(Entries from a box labeling dataset)
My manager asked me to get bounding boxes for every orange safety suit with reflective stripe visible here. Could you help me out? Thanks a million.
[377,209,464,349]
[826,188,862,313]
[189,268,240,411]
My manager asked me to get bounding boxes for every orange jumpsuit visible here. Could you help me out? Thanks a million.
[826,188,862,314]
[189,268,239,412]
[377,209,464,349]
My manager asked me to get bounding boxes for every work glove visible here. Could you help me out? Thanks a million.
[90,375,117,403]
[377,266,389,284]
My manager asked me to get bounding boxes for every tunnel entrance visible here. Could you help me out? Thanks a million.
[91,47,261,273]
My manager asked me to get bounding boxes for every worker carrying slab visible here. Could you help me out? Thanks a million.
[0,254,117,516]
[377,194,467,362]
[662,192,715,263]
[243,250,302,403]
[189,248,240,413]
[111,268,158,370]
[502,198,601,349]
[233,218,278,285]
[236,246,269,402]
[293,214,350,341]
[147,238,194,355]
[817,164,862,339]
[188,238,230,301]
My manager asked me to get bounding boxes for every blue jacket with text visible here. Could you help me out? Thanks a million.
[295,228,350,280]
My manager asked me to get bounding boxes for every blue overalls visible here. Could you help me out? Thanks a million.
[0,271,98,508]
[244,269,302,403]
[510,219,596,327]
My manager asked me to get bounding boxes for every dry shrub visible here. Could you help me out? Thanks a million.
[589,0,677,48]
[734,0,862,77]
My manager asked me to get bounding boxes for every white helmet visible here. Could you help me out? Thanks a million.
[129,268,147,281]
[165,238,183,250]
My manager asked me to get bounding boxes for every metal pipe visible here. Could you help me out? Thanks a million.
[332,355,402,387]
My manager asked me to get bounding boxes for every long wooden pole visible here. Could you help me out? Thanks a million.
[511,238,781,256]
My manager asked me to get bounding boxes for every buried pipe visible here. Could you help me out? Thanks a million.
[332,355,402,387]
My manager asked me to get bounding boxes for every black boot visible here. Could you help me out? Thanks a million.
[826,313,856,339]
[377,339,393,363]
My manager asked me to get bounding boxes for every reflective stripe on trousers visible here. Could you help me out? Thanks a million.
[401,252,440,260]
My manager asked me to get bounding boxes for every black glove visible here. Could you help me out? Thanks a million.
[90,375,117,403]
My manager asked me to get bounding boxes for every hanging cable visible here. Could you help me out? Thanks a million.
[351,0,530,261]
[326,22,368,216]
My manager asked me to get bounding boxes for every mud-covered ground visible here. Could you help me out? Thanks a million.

→ **OBJECTIVE**: Reproduce the entries word for word, beginning at the line that contains "My manager asked me to get bounding boxes for every hanging" and continuing through the line that contains "[326,22,368,216]", with both of those lines included.

→ **SOLUTION TO THE PROBLEM**:
My manager asked me to get bounding boxes for every hanging cable visible here. Could you help me out? Thanks a million.
[351,0,530,261]
[326,22,368,216]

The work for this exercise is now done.